**Goal of the exercise**
I'd like the records transcribed exactly, leaving the images out.

**The data**
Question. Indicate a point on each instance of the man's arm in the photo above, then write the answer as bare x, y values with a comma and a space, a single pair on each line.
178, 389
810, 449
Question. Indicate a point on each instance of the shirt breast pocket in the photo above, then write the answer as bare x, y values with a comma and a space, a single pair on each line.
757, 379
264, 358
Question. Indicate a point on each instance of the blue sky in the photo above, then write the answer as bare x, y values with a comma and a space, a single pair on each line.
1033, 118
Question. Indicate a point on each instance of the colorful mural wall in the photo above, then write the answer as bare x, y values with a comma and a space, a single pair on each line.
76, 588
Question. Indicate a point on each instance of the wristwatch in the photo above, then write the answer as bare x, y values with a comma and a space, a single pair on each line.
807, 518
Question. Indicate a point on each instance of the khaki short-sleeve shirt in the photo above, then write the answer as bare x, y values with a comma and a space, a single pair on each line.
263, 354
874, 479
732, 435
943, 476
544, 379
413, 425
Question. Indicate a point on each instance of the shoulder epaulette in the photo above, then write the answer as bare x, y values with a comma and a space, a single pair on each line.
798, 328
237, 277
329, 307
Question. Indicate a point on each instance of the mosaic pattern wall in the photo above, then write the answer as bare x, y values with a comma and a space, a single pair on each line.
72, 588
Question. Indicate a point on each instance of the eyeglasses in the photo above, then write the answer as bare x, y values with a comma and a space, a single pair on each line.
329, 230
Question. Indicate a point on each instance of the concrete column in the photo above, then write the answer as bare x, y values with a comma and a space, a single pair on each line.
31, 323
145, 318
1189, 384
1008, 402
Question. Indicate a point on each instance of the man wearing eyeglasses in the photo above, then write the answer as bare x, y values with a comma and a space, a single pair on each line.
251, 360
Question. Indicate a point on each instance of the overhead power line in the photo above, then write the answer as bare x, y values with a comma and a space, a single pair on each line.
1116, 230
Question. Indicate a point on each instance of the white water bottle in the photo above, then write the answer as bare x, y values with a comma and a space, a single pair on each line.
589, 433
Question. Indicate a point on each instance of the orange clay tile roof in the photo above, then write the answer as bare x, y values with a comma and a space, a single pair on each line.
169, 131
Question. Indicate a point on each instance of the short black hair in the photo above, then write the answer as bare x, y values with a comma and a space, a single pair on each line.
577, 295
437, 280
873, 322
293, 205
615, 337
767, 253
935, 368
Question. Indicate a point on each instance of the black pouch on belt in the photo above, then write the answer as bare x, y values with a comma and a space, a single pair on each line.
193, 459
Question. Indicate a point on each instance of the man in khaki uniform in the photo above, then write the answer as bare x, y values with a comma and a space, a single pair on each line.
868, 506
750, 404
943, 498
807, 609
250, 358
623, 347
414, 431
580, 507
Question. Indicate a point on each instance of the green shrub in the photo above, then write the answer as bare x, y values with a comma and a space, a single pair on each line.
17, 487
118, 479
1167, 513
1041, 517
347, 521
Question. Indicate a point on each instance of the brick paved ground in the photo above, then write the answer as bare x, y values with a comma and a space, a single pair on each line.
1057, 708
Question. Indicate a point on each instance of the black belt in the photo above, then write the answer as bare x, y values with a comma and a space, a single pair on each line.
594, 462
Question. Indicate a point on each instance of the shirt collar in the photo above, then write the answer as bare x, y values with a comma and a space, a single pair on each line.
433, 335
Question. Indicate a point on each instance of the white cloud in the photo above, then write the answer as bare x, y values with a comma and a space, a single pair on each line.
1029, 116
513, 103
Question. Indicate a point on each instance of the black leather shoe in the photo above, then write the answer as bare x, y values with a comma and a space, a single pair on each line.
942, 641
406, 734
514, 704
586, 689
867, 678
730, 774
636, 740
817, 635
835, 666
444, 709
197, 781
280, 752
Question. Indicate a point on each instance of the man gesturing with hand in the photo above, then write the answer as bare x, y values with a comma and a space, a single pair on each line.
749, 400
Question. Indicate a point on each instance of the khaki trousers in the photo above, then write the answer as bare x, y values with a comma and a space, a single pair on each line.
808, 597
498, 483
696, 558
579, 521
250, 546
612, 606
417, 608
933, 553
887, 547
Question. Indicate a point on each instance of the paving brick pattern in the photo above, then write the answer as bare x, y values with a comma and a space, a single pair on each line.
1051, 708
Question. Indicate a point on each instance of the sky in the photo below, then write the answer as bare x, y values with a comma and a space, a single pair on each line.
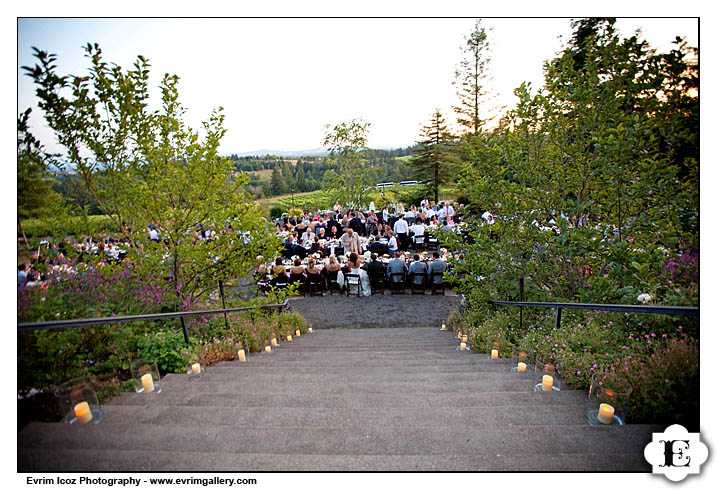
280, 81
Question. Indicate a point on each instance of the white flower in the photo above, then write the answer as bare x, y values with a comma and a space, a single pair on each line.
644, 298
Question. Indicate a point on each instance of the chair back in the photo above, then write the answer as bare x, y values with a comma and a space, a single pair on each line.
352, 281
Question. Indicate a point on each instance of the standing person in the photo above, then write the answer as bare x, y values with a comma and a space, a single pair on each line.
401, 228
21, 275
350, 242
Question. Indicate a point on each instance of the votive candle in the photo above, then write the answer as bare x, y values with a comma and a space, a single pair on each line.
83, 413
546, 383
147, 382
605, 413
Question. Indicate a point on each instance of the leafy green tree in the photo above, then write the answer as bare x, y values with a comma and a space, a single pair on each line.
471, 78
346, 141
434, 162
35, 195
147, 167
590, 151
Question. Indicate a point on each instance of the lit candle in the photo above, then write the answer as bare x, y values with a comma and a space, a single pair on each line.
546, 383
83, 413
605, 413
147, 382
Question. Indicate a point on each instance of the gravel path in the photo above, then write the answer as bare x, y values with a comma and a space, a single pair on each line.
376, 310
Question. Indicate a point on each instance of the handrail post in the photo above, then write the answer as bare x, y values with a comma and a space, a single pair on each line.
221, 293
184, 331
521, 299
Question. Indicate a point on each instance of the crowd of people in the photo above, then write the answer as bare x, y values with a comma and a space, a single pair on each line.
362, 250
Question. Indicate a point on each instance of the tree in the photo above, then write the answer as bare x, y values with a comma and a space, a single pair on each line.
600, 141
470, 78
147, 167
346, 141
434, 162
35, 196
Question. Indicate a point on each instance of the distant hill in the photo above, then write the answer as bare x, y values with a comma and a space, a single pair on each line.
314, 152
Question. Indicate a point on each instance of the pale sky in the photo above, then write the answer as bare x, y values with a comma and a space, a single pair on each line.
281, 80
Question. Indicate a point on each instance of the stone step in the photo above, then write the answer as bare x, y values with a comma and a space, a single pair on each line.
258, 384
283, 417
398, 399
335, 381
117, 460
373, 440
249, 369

**Response box**
Question. Indicate a point on each instance of the man's arm in the photo above, then write the answer as bare x, y values with a comma and a space, a single pair on each line.
178, 389
810, 449
Question. Indicate a point on each instance of the shirt breast pocket in the photo above, then write the answer as bare x, y values with a comma and a space, a single pair on each line.
757, 379
264, 358
Question. Indicate a point on each instance of the blue sky in the photo above, then write the answer as bare x, y values with a comma and a space, a single pair on each line.
1033, 118
Question. Indicate a point on each instance of the colorful mural wall in the photo above, then write the answer as bare x, y values with a comma and a space, a single pair on each line.
76, 588
Question. Indicate a point on each instance of the wristwatch in the photo above, then write the answer as bare x, y values with a comma and a space, a single pair on each line.
807, 518
Question. Indicate a point on each instance of the khaki short-sleeve shirt in the photo above, then write the answer as bare x, y values with a comma and a space, a single pair on each line.
263, 354
874, 479
732, 435
943, 476
544, 379
413, 425
Question. Indicate a point on each instance of the shoulder epaulette in the photo above, then write the answer as bare x, y values with a comma and a space, a single pair on each line.
798, 328
237, 277
329, 307
Question. Indicate a point on each instance of the mosaic pattern wall in the photo above, then write the answer as bare x, y values with a comma and a space, a single pair on each line.
72, 588
Question. Indicate a point on each instance of the eyeglasses in the photo above, then write the answer as bare x, y values with a comma and a space, a single pair on each line.
329, 230
Question. Indicate a point on each instance of the concrete column in the photo above, then write the answer as bare x, y values with a comma and a space, a single pair on each line.
31, 323
145, 318
1189, 384
1008, 402
Question. Indicate a point on each instance of the man wearing eyeglasses in the photo above, then write the answer as bare x, y values with a comma and a space, a single pair on each line.
251, 360
Question. Indicate a point on each instance of the overhead power line in the photo above, then write the answer as bare x, y values with a comma and a space, a single pair on each line.
1116, 230
Question. Indicate a point on each instance of the white water bottle in the photo above, then write the answer as bare x, y values with a comma and a space, a single pair on each line.
589, 433
Question. Indicate a point on each instance of the orange clay tile roof in the photo above, then write the answer as bare x, y values with a comma and a space, a single pair on each line.
169, 131
Question. Indicate a point on each instance of the short black hair in the photo above, then write the answer as bare x, y values with a comma and a space, a single pair on each line.
577, 295
437, 280
873, 322
293, 205
615, 337
767, 253
935, 368
Question. Indicate a point on each instance of the black pouch on belt in the photo above, then write the answer as bare x, y values with a comma and a space, a single pair on each line.
193, 459
Question. Indicate a point on each instance of the man in khaki uniform in the photo above, then write the answer as bare x, y values with a comma and a space, a single pair on each line.
868, 506
750, 404
943, 498
807, 609
250, 358
623, 347
414, 431
580, 507
Question. Indicate a point on each instance of the green shrub in the photo above, then write the answer as bare x, y values with a comma and a space, a single pair on each line.
17, 487
118, 479
1167, 513
1041, 517
347, 521
Question. Indicate a point on each instance of the brick paved ground in the photo above, then write the answer as bare x, y values with a comma and a space, a single pair on each line.
1057, 708
Question. Indicate a point on each instance of the black belt in the photo above, then write the answer as bare x, y values with a comma and a space, a single pair on each line.
594, 462
Question. Indicate a point on each instance of the shirt collar in the photo above, then write the answer as bare x, y values with a comma and a space, a single pair on each line.
433, 335
Question. Indicate a point on each instance of the white cloud in the photo above, then write the answer as bare x, y values with a comma and a space, a single pair on each line.
1029, 116
513, 103
Question. Indicate a point on each instance of the black leather shoe in the photo above, then write the answer as bare x, y values with a comma and a space, a single pair on each line.
942, 641
406, 734
514, 704
586, 689
867, 678
730, 774
636, 740
817, 635
835, 666
444, 709
197, 781
280, 752
Question. Indicate a point on each instance of the man gesturing with hand in the photo above, then write the answer as bare x, y values with a comma and a space, a single pair on each line.
749, 400
Question. Indicate a point on each instance of the khaki trousers in the photo above, then write the answer as bare x, y values with a comma and a space, a single pair on each line.
808, 597
498, 483
696, 558
579, 521
250, 546
612, 606
417, 608
933, 553
887, 547
Question. Indicate a point on each instance of the paving brick pattern in the photo above, then write the answer as bare x, y values with a comma and a space, a single pair on each line.
1051, 708
Question. Indicate a point on each instance of the sky in the photo below, then write the answer as bare x, y values with a comma and a space, a single pair on each line.
280, 81
Question. Indicate a point on each instance of the white flower in the photo above, then write the answer as bare x, y values with a comma and a space, a single pair on each line.
644, 298
Question. Indicate a point on each instance of the chair back in the photo above, then write the answer as bare x, y values with a comma and a space, a single pair on each line.
352, 281
Question. Indicate a point on each instance of the standing person in the photo above, then write the answer as bare x, y values with a comma and a space, a single pair on each line.
401, 228
21, 275
350, 242
Question. Indicate a point on each instance of the votive candle in the photo above, then write the answer as bare x, y values with a comma and a space, a single pair on each line.
83, 413
546, 383
147, 382
605, 413
Question. Indicate a point on each instance of the leafy green tree in the photo above, then write the answer as bare x, y values with a comma and a space, a single pair on each line.
471, 78
346, 141
434, 162
35, 195
147, 167
590, 151
Question. Indicate a point on each instance of the lit candle in the photo above, then write the answer as bare x, y values with a comma and a space, a single pair on each line.
546, 383
83, 413
605, 413
147, 382
Question. Indicate a point on each instance of the gravel path in the photo above, then write the answer as bare x, y values with a comma and a space, a single pair on each line.
376, 310
Question. Indicate a point on each instance of the handrail post in the photo above, then write the answer as bare x, y values with a comma and a space, a single pair on each line.
221, 293
184, 331
521, 299
Question. Indicate a point on each instance of the crowd of people in the photo above, then write the answer as bare x, y values with a comma and a space, a single pair on each line.
362, 250
Question. Indicate a point on each instance of the tree in the photo above, then write the answer as bare x, y values with a comma and a space, a single pair on each line.
600, 141
470, 78
147, 167
346, 141
434, 162
35, 196
Question. Indicate a point on each instance of the distant hill in the photo above, then write the answer as bare x, y values with a comma and a space, a single pair on each line.
314, 152
Question. Indicate a point on each instance of the pale sky in the photo above, then write the answer as bare x, y values with a comma and a space, a single pair on each line.
281, 80
Question. Indicate a point on each instance of the stone step in the photo above, then write the answer as bare x, y values with a comma and a space, a single pair on each line.
258, 384
283, 417
398, 399
335, 381
117, 460
373, 440
249, 369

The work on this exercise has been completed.